— What you are asked to do —
Below are some records; reproduce them exactly.

#### Data supplied

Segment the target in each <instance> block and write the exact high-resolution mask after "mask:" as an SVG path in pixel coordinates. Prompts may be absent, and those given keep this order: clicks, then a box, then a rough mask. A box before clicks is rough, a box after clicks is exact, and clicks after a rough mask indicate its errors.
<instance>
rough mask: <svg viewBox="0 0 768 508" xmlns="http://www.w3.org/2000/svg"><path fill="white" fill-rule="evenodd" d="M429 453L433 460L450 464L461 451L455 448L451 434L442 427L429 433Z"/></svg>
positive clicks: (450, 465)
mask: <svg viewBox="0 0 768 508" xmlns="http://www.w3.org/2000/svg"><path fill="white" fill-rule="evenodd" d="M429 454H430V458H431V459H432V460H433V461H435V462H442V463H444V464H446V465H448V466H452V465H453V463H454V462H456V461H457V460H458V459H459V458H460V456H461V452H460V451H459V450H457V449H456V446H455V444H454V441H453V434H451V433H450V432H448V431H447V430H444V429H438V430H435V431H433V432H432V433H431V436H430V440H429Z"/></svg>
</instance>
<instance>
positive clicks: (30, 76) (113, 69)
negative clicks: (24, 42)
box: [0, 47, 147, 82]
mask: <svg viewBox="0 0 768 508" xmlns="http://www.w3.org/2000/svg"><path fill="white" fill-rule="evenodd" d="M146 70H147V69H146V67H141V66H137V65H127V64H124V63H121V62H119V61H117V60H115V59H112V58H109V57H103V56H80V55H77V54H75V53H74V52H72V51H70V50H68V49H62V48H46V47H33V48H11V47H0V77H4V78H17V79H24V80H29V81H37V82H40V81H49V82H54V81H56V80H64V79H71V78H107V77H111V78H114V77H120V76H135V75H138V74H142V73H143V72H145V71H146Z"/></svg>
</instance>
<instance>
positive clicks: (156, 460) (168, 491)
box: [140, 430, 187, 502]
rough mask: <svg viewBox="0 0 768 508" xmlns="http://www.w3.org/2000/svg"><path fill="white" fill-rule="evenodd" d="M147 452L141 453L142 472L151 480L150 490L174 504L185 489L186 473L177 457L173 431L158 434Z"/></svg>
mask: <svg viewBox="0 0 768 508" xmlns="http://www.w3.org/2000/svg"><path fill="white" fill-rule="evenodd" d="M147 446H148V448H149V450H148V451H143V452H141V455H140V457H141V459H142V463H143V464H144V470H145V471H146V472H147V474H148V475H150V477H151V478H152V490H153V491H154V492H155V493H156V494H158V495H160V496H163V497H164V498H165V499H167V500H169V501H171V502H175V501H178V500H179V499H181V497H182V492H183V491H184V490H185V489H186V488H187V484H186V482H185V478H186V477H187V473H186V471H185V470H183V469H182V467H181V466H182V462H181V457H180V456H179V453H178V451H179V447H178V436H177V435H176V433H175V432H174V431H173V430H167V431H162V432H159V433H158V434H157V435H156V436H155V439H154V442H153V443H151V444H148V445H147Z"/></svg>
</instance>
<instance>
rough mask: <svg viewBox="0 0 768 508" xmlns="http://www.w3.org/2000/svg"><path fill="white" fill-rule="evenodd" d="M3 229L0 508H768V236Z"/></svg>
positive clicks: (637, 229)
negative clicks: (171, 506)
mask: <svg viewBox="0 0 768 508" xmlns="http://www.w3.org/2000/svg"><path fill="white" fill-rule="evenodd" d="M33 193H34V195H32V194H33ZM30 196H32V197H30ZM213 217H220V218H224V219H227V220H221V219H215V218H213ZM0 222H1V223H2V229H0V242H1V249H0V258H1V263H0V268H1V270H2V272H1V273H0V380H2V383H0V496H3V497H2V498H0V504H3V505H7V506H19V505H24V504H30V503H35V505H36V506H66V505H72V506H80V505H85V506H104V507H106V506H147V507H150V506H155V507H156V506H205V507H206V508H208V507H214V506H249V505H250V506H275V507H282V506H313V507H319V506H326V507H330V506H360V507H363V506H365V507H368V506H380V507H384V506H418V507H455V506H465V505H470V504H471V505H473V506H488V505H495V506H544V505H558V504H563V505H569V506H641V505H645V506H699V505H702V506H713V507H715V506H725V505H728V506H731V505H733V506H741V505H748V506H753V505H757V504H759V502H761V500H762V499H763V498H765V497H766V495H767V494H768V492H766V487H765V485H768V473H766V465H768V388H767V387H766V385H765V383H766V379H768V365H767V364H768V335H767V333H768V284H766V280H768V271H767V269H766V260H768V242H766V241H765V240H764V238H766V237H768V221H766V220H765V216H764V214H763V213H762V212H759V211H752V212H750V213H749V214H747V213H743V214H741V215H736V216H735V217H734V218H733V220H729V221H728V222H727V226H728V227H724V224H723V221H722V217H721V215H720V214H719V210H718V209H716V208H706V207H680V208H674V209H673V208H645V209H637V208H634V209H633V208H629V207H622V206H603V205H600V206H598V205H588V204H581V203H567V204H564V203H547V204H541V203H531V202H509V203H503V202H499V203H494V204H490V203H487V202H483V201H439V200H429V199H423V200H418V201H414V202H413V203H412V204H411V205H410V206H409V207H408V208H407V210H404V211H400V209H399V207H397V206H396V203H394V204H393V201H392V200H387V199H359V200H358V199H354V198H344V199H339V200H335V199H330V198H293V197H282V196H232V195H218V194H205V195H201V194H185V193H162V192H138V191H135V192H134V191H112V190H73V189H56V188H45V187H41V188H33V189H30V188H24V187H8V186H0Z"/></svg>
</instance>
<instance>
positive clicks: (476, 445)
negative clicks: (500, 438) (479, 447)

########

— Exercise result —
Segment the target in each <instance> block and write the exact high-resolution mask after "mask:" as an SVG path in pixel coordinates. Prompts may be absent, and those given keep this order: clicks, then a box, then a rough mask. A box before clicks is rough, a box after clicks is exact, and clicks after a rough mask indicate its errors.
<instance>
rough mask: <svg viewBox="0 0 768 508" xmlns="http://www.w3.org/2000/svg"><path fill="white" fill-rule="evenodd" d="M429 453L433 460L450 464L461 451L455 448L451 434L442 427L429 433Z"/></svg>
positive clicks: (450, 465)
mask: <svg viewBox="0 0 768 508" xmlns="http://www.w3.org/2000/svg"><path fill="white" fill-rule="evenodd" d="M429 454H430V458H431V459H432V460H433V461H435V462H442V463H444V464H446V465H448V466H452V465H453V463H454V462H456V461H457V460H458V459H459V458H460V456H461V452H460V451H459V450H457V449H456V446H455V444H454V441H453V434H451V433H450V432H448V431H447V430H444V429H438V430H435V431H433V432H432V433H431V436H430V440H429Z"/></svg>
</instance>
<instance>
positive clicks: (30, 76) (113, 69)
negative clicks: (24, 42)
box: [0, 47, 147, 82]
mask: <svg viewBox="0 0 768 508" xmlns="http://www.w3.org/2000/svg"><path fill="white" fill-rule="evenodd" d="M146 70H147V69H146V67H141V66H137V65H127V64H124V63H121V62H119V61H117V60H115V59H112V58H109V57H103V56H80V55H77V54H75V53H74V52H72V51H70V50H68V49H62V48H46V47H33V48H11V47H0V77H4V78H17V79H24V80H29V81H37V82H40V81H49V82H54V81H56V80H64V79H71V78H107V77H111V78H114V77H120V76H135V75H138V74H142V73H143V72H145V71H146Z"/></svg>
</instance>
<instance>
positive clicks: (156, 460) (168, 491)
box: [140, 430, 187, 502]
rough mask: <svg viewBox="0 0 768 508" xmlns="http://www.w3.org/2000/svg"><path fill="white" fill-rule="evenodd" d="M147 452L141 453L142 472L151 480L150 490L174 504L185 489L186 473L177 457L173 431L158 434Z"/></svg>
mask: <svg viewBox="0 0 768 508" xmlns="http://www.w3.org/2000/svg"><path fill="white" fill-rule="evenodd" d="M147 446H148V448H149V450H148V451H143V452H141V455H140V457H141V459H142V463H143V464H144V470H145V471H146V472H147V474H148V475H150V477H151V478H152V490H153V491H154V492H155V493H156V494H158V495H160V496H163V497H164V498H165V499H167V500H169V501H171V502H175V501H178V500H179V499H181V497H182V492H183V491H184V490H185V489H186V488H187V484H186V482H185V478H186V477H187V473H186V471H185V470H183V469H182V467H181V466H182V462H181V457H180V456H179V453H178V451H179V447H178V436H177V435H176V433H175V432H174V431H173V430H167V431H162V432H159V433H158V434H157V435H156V436H155V439H154V442H153V443H151V444H148V445H147Z"/></svg>
</instance>
<instance>
rough mask: <svg viewBox="0 0 768 508" xmlns="http://www.w3.org/2000/svg"><path fill="white" fill-rule="evenodd" d="M3 229L0 508H768V236Z"/></svg>
positive clicks: (637, 229)
negative clicks: (171, 506)
mask: <svg viewBox="0 0 768 508" xmlns="http://www.w3.org/2000/svg"><path fill="white" fill-rule="evenodd" d="M33 193H34V195H32V194H33ZM30 196H32V197H30ZM213 217H220V218H224V219H227V220H221V219H215V218H213ZM0 222H1V223H2V229H0V242H1V249H0V258H1V263H0V268H1V270H2V272H1V273H0V380H2V383H0V496H3V497H2V498H0V504H3V505H7V506H19V505H24V504H30V503H35V505H36V506H66V505H72V506H80V505H85V506H104V507H106V506H147V507H150V506H155V507H156V506H205V507H206V508H208V507H214V506H249V505H250V506H275V507H282V506H313V507H319V506H326V507H330V506H360V507H363V506H365V507H368V506H380V507H384V506H418V507H455V506H465V505H470V504H471V505H473V506H488V505H495V506H544V505H558V504H563V505H569V506H641V505H645V506H699V505H702V506H713V507H715V506H725V505H728V506H731V505H733V506H741V505H748V506H753V505H757V504H759V502H761V500H762V499H763V498H765V497H766V495H767V494H768V492H766V487H765V485H768V473H766V465H768V388H767V387H766V385H765V383H766V379H768V365H767V364H768V335H767V333H768V284H766V280H768V271H767V269H766V260H768V242H766V241H765V240H764V238H766V237H768V221H766V220H765V216H764V214H763V213H762V212H759V211H752V212H750V213H749V214H747V213H743V214H741V215H736V216H735V217H734V218H733V220H729V221H728V222H727V226H728V227H724V224H723V221H722V217H721V215H720V214H719V210H718V209H716V208H706V207H680V208H674V209H673V208H645V209H637V208H634V209H633V208H629V207H622V206H603V205H600V206H598V205H588V204H581V203H567V204H564V203H547V204H541V203H531V202H509V203H503V202H499V203H494V204H490V203H487V202H483V201H439V200H429V199H423V200H418V201H414V202H413V203H412V204H411V205H410V206H409V207H408V208H407V210H404V211H400V209H399V207H397V206H396V203H394V204H393V201H392V200H387V199H359V200H358V199H354V198H344V199H339V200H335V199H330V198H293V197H282V196H232V195H218V194H205V195H201V194H185V193H162V192H138V191H135V192H134V191H112V190H73V189H56V188H45V187H41V188H33V189H30V188H24V187H8V186H0Z"/></svg>
</instance>
<instance>
positive clicks: (476, 445)
negative clicks: (500, 438) (479, 447)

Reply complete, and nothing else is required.